OBJECTIVES:
**1.** Answer from the trip account: (a) What time did Elena arrive to pick up the narrator? (b) Why did Elena's daughter back out of the trip? (c) Whose grave were they going to visit at Swan Point Cemetery?
**2.** Reproduce word for word everything in the trip account from "(photos by C." down to "me and Elena.".

Providence, RI and Fall River, MA - July 15, 2006

by The Cranky Yankee

(photos by C. LeBeau)

 

Saturday was beautiful day, even though there was a forecast for a chance of rain.  My friend, Elena, came to my house to pick me up at 10:30am and we drove down Rt. 6 to get to Providence, RI.  The plan was to hit Swan Point Cemetery, Lizzy Borden’s House in Fall River, MA, and maybe get over to NECON to meet some of her writer friends and check out the dealer’s room.  Originally, her daughter was suppose to come with us…she’s in college now and has an interest in New England history AND cemeteries! (The kid's got great taste!)  But she had to back out because of a previous engagement, so it was just me and Elena.

 

Route 6 going through western Rhode Island is a strange area.  I have always gotten weird vibes driving through it since I was a little kid.  Other people have told me the same thing…they say the area around the CT/RI border gives off bad juju.  For me, maybe it’s the run-down and abandoned buildings along Rt. 6 (and Rt. 44)…they’ve always been there.  Like everybody left in a hurry and a few of the locals got left behind…the inbreds and whatnot.  New England’s Appalachia.  The stuff H.P. Lovecraft writes about in his stories…the degenerates left behind that hide something sinister.  But then again, I have an over-active imagination.

 

How appropriate!  We were going to Swan Point Cemetery to visit Lovecraft’s grave!  Elena had never been there.  While visiting, I was suppose to give her a “tour”…tell her everything I know about cemeteries…in this case, rural cemeteries like how Swan Point is designed.  So be it.  We got there after making good time on Rt. 6 and following Mapquest directions.  I couldn’t remember the exact section where Lovecraft was buried, so we stopped at the manager’s building…which was closed.  Fear not!  In the entranceway is a new fangled machine that tells you where everyone is buried!  Punch in the name you’re looking for and it spits out a map showing you the section the person is buried in.  How cool is that!?  Every cemetery should have one!

INFORMATION SHOWN:
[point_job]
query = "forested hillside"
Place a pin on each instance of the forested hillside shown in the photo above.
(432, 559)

CORRECT ANSWERS:
**1.**
(a) 10:30am
(b) She had a previous engagement.
(c) H.P. Lovecraft's

**2.**
(photos by C. LeBeau)

 

Saturday was beautiful day, even though there was a forecast for a chance of rain.  My friend, Elena, came to my house to pick me up at 10:30am and we drove down Rt. 6 to get to Providence, RI.  The plan was to hit Swan Point Cemetery, Lizzy Borden’s House in Fall River, MA, and maybe get over to NECON to meet some of her writer friends and check out the dealer’s room.  Originally, her daughter was suppose to come with us…she’s in college now and has an interest in New England history AND cemeteries! (The kid's got great taste!)  But she had to back out because of a previous engagement, so it was just me and Elena.